#### What you have to do
Collect all lines containing the word "below" from the data.

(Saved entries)
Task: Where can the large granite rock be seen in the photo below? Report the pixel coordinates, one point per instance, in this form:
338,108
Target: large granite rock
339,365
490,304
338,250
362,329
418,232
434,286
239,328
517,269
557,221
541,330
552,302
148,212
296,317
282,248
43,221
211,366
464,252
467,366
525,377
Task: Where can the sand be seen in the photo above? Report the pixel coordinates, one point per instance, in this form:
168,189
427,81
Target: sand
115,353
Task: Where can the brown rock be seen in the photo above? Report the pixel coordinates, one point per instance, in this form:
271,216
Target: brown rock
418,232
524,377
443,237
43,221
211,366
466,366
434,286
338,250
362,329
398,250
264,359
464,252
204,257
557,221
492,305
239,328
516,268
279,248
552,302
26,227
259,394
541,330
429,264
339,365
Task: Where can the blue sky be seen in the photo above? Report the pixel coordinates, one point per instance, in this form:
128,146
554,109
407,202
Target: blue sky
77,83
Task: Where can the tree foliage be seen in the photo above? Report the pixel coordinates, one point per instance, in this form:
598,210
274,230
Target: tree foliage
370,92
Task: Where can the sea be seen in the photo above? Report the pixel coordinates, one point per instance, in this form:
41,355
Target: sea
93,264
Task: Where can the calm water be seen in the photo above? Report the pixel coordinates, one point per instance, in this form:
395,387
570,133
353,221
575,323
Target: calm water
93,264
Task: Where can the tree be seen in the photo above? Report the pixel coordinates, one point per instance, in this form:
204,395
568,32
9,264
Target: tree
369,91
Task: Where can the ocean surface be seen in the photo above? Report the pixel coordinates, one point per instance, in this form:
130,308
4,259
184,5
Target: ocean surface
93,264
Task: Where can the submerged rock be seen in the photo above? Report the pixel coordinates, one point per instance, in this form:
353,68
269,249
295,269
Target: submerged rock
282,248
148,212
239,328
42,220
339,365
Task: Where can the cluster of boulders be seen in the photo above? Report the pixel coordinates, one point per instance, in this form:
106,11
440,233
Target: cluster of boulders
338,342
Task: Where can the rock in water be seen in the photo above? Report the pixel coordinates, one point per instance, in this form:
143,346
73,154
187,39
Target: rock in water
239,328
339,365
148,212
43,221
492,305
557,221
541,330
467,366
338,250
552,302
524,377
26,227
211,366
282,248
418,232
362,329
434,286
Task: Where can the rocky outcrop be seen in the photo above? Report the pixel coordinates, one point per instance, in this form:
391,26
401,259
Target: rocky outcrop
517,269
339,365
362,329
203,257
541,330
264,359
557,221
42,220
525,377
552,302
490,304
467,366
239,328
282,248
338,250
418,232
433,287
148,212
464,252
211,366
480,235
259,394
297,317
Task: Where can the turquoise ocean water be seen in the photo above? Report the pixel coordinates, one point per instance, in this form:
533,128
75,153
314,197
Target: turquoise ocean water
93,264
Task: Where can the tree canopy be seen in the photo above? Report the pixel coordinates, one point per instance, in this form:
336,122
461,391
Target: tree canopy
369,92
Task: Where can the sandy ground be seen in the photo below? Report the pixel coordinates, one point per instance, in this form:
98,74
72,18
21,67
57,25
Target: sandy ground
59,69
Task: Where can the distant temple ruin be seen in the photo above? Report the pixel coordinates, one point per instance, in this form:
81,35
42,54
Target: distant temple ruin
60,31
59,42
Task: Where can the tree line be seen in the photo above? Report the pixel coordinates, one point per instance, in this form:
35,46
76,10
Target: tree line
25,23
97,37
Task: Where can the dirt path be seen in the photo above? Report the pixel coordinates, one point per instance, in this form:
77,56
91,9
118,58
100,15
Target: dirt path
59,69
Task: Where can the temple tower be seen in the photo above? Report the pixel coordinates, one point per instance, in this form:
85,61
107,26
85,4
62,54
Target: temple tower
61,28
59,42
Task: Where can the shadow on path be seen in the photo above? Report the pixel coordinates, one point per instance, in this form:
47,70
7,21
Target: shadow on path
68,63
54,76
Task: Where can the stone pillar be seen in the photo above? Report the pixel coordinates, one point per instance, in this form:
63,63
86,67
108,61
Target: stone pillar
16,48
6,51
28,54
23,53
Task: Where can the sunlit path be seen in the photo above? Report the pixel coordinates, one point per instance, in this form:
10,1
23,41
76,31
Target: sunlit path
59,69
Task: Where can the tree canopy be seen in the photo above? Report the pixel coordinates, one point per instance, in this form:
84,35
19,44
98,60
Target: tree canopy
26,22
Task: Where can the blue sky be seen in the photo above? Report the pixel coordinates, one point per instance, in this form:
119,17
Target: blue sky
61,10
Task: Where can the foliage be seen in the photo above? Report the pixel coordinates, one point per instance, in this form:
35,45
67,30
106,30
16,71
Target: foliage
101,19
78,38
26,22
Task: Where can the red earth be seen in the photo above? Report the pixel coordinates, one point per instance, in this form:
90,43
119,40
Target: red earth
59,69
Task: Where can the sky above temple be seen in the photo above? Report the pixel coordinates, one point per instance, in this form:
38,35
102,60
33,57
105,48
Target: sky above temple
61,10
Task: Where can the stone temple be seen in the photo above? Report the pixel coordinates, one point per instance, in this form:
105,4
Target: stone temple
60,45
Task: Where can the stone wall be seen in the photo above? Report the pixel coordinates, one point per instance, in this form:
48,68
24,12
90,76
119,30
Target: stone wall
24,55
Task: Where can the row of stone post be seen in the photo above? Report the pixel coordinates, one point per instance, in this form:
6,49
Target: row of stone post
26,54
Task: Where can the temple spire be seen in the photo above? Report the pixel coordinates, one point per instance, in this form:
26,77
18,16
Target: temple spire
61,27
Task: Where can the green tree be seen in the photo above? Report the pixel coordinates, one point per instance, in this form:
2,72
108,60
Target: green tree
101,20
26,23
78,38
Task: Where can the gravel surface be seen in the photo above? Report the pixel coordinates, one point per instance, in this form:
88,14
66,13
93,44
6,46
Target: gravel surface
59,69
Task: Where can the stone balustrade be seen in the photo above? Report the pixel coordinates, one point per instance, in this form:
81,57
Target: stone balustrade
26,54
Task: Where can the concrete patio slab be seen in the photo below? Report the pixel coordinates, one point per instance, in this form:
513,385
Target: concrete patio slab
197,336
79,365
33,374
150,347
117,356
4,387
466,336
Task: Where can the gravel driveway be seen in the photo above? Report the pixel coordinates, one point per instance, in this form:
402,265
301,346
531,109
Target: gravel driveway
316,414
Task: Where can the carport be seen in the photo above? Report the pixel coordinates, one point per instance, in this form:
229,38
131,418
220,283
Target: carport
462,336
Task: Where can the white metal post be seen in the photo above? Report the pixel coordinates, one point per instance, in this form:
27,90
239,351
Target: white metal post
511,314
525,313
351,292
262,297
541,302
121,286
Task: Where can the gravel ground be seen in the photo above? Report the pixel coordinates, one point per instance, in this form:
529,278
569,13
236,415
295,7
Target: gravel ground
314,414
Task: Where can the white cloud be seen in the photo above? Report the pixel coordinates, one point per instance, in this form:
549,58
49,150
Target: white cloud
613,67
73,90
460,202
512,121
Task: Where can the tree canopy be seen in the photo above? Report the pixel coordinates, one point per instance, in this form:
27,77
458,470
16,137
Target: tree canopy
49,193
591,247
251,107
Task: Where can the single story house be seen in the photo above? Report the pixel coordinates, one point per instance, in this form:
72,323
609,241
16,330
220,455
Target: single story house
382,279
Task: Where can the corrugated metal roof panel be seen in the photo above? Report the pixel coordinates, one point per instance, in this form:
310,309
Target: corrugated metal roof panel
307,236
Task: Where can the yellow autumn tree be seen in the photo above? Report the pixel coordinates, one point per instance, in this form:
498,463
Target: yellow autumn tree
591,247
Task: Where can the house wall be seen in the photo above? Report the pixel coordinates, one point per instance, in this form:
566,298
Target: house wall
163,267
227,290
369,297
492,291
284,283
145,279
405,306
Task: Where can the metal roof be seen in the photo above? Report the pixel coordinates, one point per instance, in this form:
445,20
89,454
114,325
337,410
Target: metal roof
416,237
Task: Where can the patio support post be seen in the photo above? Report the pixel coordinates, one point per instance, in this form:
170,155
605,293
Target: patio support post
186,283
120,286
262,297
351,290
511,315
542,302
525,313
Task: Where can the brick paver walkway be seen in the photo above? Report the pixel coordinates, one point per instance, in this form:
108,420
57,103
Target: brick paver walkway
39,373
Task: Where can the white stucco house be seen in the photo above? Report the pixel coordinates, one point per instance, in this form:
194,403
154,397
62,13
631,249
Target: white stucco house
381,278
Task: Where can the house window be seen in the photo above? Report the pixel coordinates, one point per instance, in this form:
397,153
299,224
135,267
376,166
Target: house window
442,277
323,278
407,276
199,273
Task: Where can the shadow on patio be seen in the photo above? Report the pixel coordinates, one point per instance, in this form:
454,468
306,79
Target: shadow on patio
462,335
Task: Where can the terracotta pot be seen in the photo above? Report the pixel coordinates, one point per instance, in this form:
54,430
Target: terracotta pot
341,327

#### Your response
Task: Where can the large granite rock be seen in the photo below? Report the pixel coordinates, one point per instance, in this form:
Task: Where can the sandy ground be seen in the photo below? Report the pixel coordinates, one point per instance, in this form:
Task: Where can the concrete patio slab be seen in the photo below? Report the pixel coordinates, one point per instance, in this form:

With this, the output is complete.